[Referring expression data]
=======

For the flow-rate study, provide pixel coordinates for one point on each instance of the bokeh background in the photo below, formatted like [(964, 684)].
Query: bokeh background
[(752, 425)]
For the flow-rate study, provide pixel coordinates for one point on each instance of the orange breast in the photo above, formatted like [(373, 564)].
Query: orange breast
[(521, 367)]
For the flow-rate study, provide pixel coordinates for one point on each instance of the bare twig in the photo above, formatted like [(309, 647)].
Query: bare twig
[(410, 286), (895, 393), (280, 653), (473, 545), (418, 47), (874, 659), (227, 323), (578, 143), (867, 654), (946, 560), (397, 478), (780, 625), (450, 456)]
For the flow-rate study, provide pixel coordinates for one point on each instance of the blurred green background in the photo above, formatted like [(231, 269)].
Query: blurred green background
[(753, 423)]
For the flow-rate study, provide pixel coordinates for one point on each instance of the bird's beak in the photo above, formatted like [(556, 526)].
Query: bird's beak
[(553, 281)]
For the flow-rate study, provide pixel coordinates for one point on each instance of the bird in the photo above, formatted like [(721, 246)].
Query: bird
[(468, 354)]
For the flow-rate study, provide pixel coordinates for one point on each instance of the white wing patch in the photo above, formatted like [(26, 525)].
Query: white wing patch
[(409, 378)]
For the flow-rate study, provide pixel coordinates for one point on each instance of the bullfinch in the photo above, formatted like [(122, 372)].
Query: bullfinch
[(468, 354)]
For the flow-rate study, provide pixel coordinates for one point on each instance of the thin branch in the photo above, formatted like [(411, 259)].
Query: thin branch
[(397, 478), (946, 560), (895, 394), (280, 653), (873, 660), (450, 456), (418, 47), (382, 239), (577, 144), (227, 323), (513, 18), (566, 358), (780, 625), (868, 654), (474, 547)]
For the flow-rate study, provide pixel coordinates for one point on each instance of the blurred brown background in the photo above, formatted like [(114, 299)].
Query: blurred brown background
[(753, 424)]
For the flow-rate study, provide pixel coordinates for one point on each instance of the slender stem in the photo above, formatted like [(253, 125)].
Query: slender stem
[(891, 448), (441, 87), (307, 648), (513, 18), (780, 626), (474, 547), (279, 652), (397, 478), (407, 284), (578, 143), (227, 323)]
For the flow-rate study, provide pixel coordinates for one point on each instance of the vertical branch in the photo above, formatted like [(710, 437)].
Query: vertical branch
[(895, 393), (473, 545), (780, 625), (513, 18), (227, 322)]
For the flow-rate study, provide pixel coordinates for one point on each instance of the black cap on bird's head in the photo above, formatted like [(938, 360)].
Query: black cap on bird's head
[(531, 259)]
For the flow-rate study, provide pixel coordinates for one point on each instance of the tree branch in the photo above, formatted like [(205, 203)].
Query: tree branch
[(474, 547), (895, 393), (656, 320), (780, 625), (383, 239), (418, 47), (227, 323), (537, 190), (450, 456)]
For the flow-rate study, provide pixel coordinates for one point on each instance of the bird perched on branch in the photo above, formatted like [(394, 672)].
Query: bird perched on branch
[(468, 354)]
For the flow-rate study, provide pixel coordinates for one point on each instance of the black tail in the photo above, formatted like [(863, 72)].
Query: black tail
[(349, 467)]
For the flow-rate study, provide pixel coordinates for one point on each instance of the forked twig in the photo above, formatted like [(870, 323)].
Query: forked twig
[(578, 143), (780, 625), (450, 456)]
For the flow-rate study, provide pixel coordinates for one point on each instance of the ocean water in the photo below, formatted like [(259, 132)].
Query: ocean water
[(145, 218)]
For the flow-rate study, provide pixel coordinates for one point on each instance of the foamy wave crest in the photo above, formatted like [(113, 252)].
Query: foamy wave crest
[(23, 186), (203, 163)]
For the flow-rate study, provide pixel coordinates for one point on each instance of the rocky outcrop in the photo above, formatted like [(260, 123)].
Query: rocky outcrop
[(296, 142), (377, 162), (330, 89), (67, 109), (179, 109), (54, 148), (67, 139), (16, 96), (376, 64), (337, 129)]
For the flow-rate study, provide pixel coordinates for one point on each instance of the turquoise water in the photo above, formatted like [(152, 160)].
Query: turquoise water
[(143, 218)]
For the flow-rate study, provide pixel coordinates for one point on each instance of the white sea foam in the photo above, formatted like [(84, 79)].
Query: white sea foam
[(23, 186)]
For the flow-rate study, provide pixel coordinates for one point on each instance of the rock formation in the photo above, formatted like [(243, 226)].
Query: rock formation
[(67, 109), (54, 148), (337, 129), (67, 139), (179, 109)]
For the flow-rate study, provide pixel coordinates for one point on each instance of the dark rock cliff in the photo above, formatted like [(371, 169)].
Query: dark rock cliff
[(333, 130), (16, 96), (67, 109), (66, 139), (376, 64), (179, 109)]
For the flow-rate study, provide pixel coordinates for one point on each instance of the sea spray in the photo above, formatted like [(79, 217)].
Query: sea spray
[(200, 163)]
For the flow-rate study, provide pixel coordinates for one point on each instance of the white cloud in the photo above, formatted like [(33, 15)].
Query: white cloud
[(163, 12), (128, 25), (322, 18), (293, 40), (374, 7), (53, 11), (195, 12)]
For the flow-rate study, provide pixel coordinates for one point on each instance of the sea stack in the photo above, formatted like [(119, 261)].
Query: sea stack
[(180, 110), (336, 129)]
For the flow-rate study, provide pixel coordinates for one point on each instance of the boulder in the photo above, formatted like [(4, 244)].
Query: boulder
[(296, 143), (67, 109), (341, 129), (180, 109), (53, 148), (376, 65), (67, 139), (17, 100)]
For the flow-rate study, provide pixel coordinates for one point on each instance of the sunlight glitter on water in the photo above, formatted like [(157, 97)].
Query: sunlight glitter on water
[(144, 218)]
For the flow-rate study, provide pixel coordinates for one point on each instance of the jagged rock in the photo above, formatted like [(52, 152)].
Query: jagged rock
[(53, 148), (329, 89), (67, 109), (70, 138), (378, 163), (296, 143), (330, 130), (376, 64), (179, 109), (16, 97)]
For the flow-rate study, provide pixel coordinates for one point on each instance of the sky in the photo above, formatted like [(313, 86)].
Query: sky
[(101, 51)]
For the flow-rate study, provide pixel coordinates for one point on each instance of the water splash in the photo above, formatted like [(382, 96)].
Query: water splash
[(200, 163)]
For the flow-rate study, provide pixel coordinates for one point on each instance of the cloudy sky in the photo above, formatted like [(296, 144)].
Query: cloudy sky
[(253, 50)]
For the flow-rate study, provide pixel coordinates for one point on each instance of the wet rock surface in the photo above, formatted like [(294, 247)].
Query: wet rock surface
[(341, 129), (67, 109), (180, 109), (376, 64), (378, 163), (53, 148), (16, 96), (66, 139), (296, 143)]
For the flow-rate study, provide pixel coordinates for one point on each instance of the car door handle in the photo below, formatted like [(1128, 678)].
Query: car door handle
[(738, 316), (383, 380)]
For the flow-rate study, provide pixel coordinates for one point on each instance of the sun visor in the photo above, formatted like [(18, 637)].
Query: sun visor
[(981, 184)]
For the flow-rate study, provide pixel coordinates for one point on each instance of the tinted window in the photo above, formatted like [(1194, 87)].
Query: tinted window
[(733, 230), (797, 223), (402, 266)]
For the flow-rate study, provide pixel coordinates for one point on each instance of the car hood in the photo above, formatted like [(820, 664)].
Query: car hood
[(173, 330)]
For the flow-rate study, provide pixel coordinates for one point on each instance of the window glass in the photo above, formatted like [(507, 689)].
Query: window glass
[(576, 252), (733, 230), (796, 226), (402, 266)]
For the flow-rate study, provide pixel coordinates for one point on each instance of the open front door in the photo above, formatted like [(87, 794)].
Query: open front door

=======

• Prompt:
Retype the records above exactly as they appear.

• Written answer:
For the flow-rate study, provide pixel coordinates for one point on each instance of the bokeh background in the photo below, formatted like [(964, 684)].
Query: bokeh background
[(752, 425)]
For the flow-rate study, provide pixel coordinates for one point on each instance of the orange breast in the photo above, formatted like [(373, 564)].
Query: orange breast
[(521, 367)]
For the flow-rate study, provide pixel coordinates for one point on each instance of the bare twig in the photo above, formatted like [(309, 647)].
Query: bare twig
[(410, 286), (895, 393), (280, 653), (473, 545), (418, 47), (874, 659), (227, 323), (578, 143), (867, 654), (946, 560), (397, 478), (780, 625), (450, 456)]
For the flow-rate study, provide pixel coordinates for one point on each instance of the blurred green background in the photo above, formatted like [(231, 269)].
Query: blurred green background
[(753, 423)]
For the flow-rate study, provide pixel coordinates for one point on each instance of the bird's beak in the photo above, formatted like [(556, 526)].
Query: bird's beak
[(553, 281)]
For the flow-rate study, provide pixel coordinates for one point on each instance of the bird in the photo above, formatted like [(721, 246)].
Query: bird
[(468, 354)]
For the flow-rate study, provide pixel coordinates for one point on each instance of the white wing patch in the photo above, formatted like [(26, 525)].
Query: white wing patch
[(409, 378)]
For the flow-rate study, provide pixel coordinates for one point on each instance of the bullfinch in the photo above, formatted like [(122, 372)].
Query: bullfinch
[(468, 354)]
For the flow-rate study, provide pixel coordinates for one point on each instance of the thin branch in the photo above, formatted like [(411, 259)].
Query: thin branch
[(397, 478), (946, 560), (895, 394), (280, 653), (873, 660), (450, 456), (418, 47), (382, 239), (577, 144), (227, 323), (513, 18), (566, 358), (780, 625), (868, 654), (474, 547)]
For the flow-rate study, provide pixel coordinates for one point on each instance of the blurred brown background in the photo above, formatted like [(114, 299)].
Query: blurred brown background
[(753, 424)]
For the flow-rate study, provide pixel coordinates for one point on each instance of the slender stem in the photo above, formatted like [(253, 125)].
Query: slender stem
[(891, 448), (441, 87), (307, 648), (513, 18), (780, 626), (474, 547), (279, 652), (397, 478), (407, 284), (578, 143), (227, 323)]
For the flow-rate study, provide pixel coordinates for one point on each instance of the vertical branch in the photo above, formatted like [(710, 437)].
Query: vertical branch
[(895, 393), (473, 545), (780, 625), (513, 18), (227, 322)]
For the flow-rate study, provide pixel coordinates for one point on each instance of the black cap on bird's head in the photo above, formatted like [(938, 360)].
Query: black cap on bird's head
[(531, 259)]
For the flow-rate study, provide pixel coordinates for one point on each instance of the tree branch in the photo above, formatted like [(205, 203)].
Query: tree branch
[(474, 547), (895, 393), (656, 320), (780, 625), (383, 239), (418, 47), (227, 323), (537, 190), (450, 456)]
For the flow-rate study, provide pixel coordinates for one point on each instance of the bird perched on branch in the photo above, formatted like [(394, 672)].
Query: bird perched on branch
[(468, 354)]
For the flow-rate study, provide pixel coordinates for one point on each instance of the black tail in the photo above, formatted like [(863, 72)].
Query: black tail
[(349, 467)]
For the flow-rate study, provide pixel coordinates for one point on each instance of the forked twig in the photo above, formatted like [(870, 323)].
Query: forked twig
[(578, 143), (780, 625), (450, 456)]
For the flow-rate study, provide pixel coordinates for one point on each instance of the ocean water in the photo below, formatted like [(259, 132)].
Query: ocean water
[(145, 218)]
For the flow-rate study, provide pixel coordinates for one point on each instance of the foamy wave crest in the photo above, formatted like [(113, 252)].
Query: foamy wave crest
[(23, 186), (203, 163)]
For the flow-rate study, provide pixel coordinates for one point on each instance of the rocky outcrop in the photo above, formatted like [(260, 123)].
Query: rocky outcrop
[(296, 142), (377, 162), (330, 89), (67, 109), (179, 109), (54, 148), (67, 139), (16, 96), (376, 64), (337, 129)]
For the flow-rate study, provide pixel coordinates for one point on each instance of the turquoise water in the photo above, formatted like [(152, 160)].
Query: turquoise water
[(143, 218)]
For the flow-rate study, provide pixel coordinates for one point on each instance of the white sea foam in the photo above, formatted like [(84, 79)].
Query: white sea foam
[(23, 186)]
For the flow-rate study, provide pixel coordinates for one point on each instance of the rock formation in the photo above, formatted like [(243, 226)].
Query: rock formation
[(67, 109), (54, 148), (337, 129), (67, 139), (179, 109)]
For the flow-rate study, provide pixel coordinates for one point on each instance of the dark rock cliff in the photo above, formatted like [(371, 169)].
Query: dark rock cliff
[(333, 130), (16, 96), (67, 109), (66, 139), (376, 64), (179, 109)]
For the flow-rate study, provide pixel coordinates for one point on each instance of the sea spray in the photo above, formatted like [(79, 217)].
Query: sea spray
[(200, 163)]
For the flow-rate study, provide pixel coordinates for one point on each instance of the white cloud in the photo above, formatted like [(33, 15)].
Query: white cloud
[(163, 12), (128, 25), (322, 18), (293, 40), (374, 7), (53, 11), (195, 12)]
For the flow-rate study, provide pixel coordinates for one point on each instance of the sea stack in the photo above, formatted like [(119, 261)].
Query: sea stack
[(180, 110), (336, 129)]
For the flow-rate study, provide pixel coordinates for one point on each instance of the boulder in the photo above, formatted like [(4, 244)].
Query: boulder
[(296, 143), (67, 109), (341, 129), (180, 109), (53, 148), (376, 65), (67, 139), (17, 100)]
For the flow-rate study, provide pixel coordinates for one point on each instance of the sunlight glitter on water in the photo above, formatted like [(157, 97)].
Query: sunlight glitter on water
[(144, 218)]
For the flow-rate study, provide pixel coordinates for one point on each instance of the jagged rock in the photo above, formatted like [(52, 152)].
Query: jagged rock
[(53, 148), (329, 89), (67, 109), (70, 138), (378, 163), (296, 143), (330, 130), (376, 64), (179, 109), (16, 97)]
For the flow-rate study, provide pixel coordinates for one point on each instance of the sky in the photo above, formatted like [(313, 86)].
Query: sky
[(101, 51)]
For the flow-rate study, provide pixel coordinates for one point on each instance of the water splash in the photo above, formatted like [(382, 96)].
Query: water splash
[(200, 163)]
For the flow-rate study, provide pixel coordinates for one point on each instance of the cloudy sky in the photo above, formatted like [(296, 144)].
Query: cloudy sky
[(253, 50)]
For the flow-rate study, provide pixel coordinates for one point on each instance of the wet rock surface in the photo above, formatted like [(294, 247)].
Query: wet rock surface
[(341, 129), (67, 109), (180, 109), (376, 64), (378, 163), (53, 148), (16, 96), (66, 139), (296, 143)]
For the flow-rate study, provide pixel coordinates for one point on each instance of the car door handle in the photo below, formatted like [(1128, 678)].
Query: car door handle
[(738, 316), (383, 380)]
For the flow-rate study, provide pixel coordinates for one point on each instance of the sun visor in the photo above, formatted like [(18, 637)].
Query: sun visor
[(981, 184)]
For the flow-rate study, provide pixel coordinates for one point on each instance of the tinted window in the photo above, formatted like [(1194, 87)].
Query: tinted window
[(733, 230), (797, 223), (402, 266)]
For the flow-rate study, provide pixel coordinates for one point on each instance of the car hood in the photo above, formatted like [(820, 664)].
Query: car hood
[(173, 330)]
For the flow-rate study, provide pixel coordinates for one point on each instance of the window glass in the photo above, formatted like [(507, 689)].
Query: window glass
[(576, 252), (733, 230), (796, 226), (402, 266)]
For the flow-rate study, provide pixel coordinates for one point on each instance of the open front door in the photo above, formatted like [(87, 794)].
Query: open front door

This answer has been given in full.